(Data listing)
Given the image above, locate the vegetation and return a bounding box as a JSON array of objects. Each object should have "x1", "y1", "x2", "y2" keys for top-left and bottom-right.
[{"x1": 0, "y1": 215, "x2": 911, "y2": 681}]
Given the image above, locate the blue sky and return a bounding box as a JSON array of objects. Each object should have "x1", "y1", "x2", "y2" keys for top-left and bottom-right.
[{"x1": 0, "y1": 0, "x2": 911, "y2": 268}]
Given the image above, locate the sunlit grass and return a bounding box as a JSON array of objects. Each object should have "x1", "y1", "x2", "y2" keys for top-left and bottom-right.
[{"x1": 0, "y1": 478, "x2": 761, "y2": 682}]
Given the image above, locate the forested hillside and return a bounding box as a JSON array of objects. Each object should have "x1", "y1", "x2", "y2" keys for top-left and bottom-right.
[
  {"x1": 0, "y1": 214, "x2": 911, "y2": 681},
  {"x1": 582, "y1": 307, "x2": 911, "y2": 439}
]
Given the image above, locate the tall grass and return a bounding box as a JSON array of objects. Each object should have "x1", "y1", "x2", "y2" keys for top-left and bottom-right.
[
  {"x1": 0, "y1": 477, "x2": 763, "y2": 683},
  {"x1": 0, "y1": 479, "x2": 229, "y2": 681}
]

GOAL:
Find "Given the image above, locate the blue" in the data above, then repeat that line and all lines after it exactly, ending with the final line.

TASK ANSWER:
Given the image above, locate the blue sky and return a bounding box as a JSON array of objects. Each object should have "x1", "y1", "x2", "y2" keys for top-left and bottom-right.
[{"x1": 0, "y1": 0, "x2": 911, "y2": 268}]
Given the image above, locate the sunlit grass and return a bounding box as a JSON array of objects. Each object should have "x1", "y1", "x2", "y2" keys for top-left and bottom-right.
[{"x1": 0, "y1": 478, "x2": 761, "y2": 682}]
Given the image above, locate the forested hillside and return a bounding box as a JSON array of objects. Each object should have "x1", "y1", "x2", "y2" keys for top-left and bottom-right.
[
  {"x1": 0, "y1": 214, "x2": 911, "y2": 681},
  {"x1": 582, "y1": 307, "x2": 911, "y2": 439}
]
Given the image above, locate the tall grass and return a bounding box as a JSON array of objects. Each object should have "x1", "y1", "x2", "y2" keys for top-left and bottom-right.
[
  {"x1": 0, "y1": 477, "x2": 763, "y2": 683},
  {"x1": 0, "y1": 479, "x2": 229, "y2": 681}
]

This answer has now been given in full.